OBSERVATION POST OUELLETTE, South Korea (AP) — Lt. Col. Edward Taylor stands behind a wall of sandbags overlooking the North Korean landscape and a bank of trees along the most fortified border in the world. The trees obstruct the view, he explains. They need to come down.
But this is the DMZ.
The last time anyone tried cutting trees here was 36 years ago, and it set off a melee with the North Koreans. Two U.S. soldiers were hacked to death with their own axes, touching off Operation Paul Bunyan, a full-scale mobilization of fighter jets, B-52 bombers and an aircraft carrier strike group that brought the two sides dangerously close to conflict.
The axes and clubs are still on display in a North Korean museum near the border as evidence of how the U.S. — Pyongyang claims — used the tree-cutting as a pretext to incite mayhem.
But to this day, the U.S. Army believes the 1976 Ax Murder Incident — North Korea calls it the Panmunjom Incident — was a premeditated attempt to boost the hard-line reputation of Kim Jong Il, who was then being groomed to eventually succeed his father as North Korea’s leader.
With Kim’s own son, Kim Jong Un, now cutting his teeth, Taylor knows his pruning plans could be all that is needed to set off America’s next big war. He commands the U.S. border battalion tasked with monitoring the Demilitarized Zone and providing security.

____

Exercise requirements.
A – Edit the DMZ article from "OBSERVATION POST OUELLETTE, South" up to and including "close to conflict.", changing "trees" to "pines" everywhere it occurs.
B – Extend the DMZ article with new text that picks up right after its final sentence.

____

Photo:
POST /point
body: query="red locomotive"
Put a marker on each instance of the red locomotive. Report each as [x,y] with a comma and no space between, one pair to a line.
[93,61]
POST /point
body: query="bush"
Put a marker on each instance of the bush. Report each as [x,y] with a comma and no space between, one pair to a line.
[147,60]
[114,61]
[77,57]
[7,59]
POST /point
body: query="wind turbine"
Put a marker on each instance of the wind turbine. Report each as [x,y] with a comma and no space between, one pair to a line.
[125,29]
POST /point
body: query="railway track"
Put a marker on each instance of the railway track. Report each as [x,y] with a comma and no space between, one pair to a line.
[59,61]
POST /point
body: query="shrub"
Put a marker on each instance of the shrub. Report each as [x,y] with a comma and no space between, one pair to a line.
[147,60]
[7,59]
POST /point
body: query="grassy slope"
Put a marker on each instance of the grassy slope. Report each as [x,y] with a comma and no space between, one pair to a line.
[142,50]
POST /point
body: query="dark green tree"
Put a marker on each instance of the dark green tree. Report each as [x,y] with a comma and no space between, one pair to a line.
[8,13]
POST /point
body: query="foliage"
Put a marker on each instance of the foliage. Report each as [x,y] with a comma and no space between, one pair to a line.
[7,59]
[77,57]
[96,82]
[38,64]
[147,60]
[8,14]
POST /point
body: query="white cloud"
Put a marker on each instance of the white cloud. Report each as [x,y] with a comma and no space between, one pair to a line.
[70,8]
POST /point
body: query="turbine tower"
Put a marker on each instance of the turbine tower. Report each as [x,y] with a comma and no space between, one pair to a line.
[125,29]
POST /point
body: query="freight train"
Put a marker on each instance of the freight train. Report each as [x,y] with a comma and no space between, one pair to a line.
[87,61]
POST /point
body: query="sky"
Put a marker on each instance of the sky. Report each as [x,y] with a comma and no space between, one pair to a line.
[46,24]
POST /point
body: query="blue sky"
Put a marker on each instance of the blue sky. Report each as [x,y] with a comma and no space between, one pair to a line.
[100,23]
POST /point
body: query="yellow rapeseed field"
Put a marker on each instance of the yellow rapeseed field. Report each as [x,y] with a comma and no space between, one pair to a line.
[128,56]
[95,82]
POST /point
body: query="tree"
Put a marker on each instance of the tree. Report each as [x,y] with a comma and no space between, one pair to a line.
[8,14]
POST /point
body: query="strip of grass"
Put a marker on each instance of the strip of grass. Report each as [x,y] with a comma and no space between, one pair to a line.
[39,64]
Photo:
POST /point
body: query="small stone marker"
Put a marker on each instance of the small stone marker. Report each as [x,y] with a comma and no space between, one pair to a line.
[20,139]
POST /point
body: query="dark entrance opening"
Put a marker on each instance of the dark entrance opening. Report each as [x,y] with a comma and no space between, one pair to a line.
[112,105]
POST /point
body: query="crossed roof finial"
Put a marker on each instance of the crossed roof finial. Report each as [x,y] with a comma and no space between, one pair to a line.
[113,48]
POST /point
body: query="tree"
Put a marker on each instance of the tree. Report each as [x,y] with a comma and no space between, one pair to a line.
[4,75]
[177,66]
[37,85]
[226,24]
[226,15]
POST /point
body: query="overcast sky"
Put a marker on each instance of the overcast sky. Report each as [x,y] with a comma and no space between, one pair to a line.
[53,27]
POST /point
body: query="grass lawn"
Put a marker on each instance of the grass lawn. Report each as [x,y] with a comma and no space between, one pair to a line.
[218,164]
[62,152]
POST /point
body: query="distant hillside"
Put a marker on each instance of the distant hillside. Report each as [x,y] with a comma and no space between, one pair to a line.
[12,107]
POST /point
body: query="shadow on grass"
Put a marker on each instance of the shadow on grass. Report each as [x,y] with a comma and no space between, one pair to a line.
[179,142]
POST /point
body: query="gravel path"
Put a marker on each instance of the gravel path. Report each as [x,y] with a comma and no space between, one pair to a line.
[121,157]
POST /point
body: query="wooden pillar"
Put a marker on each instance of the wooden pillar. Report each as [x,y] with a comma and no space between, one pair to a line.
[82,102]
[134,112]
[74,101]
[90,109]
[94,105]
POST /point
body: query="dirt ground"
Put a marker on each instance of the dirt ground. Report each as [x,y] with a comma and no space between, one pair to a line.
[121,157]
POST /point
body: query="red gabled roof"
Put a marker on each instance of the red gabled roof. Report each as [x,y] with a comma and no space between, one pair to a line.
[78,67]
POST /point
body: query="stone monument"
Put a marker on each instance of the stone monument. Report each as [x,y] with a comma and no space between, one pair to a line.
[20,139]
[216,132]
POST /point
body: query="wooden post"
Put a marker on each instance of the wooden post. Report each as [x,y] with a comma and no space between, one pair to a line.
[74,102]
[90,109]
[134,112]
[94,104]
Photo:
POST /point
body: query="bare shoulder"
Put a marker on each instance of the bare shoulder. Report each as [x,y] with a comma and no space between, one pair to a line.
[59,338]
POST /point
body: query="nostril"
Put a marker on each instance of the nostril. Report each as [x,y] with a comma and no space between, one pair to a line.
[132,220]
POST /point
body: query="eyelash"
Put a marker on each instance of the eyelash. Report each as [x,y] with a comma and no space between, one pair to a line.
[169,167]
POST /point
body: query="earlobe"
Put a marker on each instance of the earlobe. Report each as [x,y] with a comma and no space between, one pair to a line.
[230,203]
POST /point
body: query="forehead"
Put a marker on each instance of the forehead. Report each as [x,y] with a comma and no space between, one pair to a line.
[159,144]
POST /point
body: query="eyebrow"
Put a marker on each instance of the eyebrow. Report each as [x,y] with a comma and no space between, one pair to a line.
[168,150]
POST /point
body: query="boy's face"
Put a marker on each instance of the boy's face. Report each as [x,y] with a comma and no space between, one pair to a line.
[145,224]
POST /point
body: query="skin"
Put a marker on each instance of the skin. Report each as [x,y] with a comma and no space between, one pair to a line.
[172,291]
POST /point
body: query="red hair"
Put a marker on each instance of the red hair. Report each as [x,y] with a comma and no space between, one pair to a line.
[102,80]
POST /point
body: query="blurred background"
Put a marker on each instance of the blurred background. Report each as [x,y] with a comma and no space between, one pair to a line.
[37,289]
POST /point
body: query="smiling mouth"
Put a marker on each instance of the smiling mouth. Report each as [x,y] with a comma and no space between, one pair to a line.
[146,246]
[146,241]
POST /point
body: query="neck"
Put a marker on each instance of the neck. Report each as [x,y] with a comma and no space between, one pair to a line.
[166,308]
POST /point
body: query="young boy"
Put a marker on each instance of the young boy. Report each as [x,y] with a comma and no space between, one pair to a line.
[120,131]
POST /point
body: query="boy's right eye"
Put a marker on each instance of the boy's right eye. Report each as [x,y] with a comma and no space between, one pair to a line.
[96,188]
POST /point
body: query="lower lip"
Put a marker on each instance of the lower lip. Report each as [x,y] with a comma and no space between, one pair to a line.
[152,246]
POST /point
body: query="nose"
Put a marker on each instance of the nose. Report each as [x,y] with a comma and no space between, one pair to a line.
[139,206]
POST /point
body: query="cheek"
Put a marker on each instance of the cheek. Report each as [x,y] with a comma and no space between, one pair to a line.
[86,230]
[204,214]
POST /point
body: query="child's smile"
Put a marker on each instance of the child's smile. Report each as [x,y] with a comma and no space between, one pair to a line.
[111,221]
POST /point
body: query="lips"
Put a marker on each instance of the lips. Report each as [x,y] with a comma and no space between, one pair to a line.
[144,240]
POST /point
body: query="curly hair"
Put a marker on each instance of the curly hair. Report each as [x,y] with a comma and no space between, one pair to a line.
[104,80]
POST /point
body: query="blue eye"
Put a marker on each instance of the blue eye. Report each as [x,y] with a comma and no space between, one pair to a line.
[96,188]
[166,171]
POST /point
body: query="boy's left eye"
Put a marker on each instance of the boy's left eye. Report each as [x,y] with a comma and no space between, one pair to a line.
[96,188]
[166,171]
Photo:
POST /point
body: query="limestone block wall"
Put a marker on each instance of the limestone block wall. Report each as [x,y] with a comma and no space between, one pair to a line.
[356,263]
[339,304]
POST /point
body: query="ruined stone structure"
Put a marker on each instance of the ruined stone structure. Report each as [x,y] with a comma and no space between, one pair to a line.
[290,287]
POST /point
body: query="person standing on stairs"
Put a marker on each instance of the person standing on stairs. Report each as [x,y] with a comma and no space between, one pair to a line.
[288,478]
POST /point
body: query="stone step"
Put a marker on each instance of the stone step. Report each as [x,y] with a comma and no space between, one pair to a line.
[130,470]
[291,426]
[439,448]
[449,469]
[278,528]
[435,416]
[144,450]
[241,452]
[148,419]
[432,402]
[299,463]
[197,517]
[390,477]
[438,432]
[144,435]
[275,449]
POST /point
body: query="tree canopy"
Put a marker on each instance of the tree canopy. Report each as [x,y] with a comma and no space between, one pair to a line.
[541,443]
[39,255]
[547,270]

____

Responses by task.
A –
OBSERVATION POST OUELLETTE, South Korea (AP) — Lt. Col. Edward Taylor stands behind a wall of sandbags overlooking the North Korean landscape and a bank of pines along the most fortified border in the world. The pines obstruct the view, he explains. They need to come down.
But this is the DMZ.
The last time anyone tried cutting pines here was 36 years ago, and it set off a melee with the North Koreans. Two U.S. soldiers were hacked to death with their own axes, touching off Operation Paul Bunyan, a full-scale mobilization of fighter jets, B-52 bombers and an aircraft carrier strike group that brought the two sides dangerously close to conflict.

B –
Though often overshadowed by more pressing conflicts elsewhere — Vietnam, Iraq, Afghanistan, and now the stare-down with Iran — the potential for bloody hostilities on the Korean Peninsula is as real as ever. An agreement announced this week trading U.S. food aid for North Korean nuclear concessions opens a path to broader talks, but challenging obstacles remain.
If war does break out again, the 28,000 U.S. troops in Korea defending a 60-year-old truce arrangement will be right in the thick of it.
“We are in daily contact, sometimes within arm’s reach,” Taylor told The Associated Press back in his base camp, named after Capt. Arthur Bonifas, one of the two Americans killed in the 1976 clash. “If something happens, it could happen in minutes.”
Maybe, he says, the trees can wait.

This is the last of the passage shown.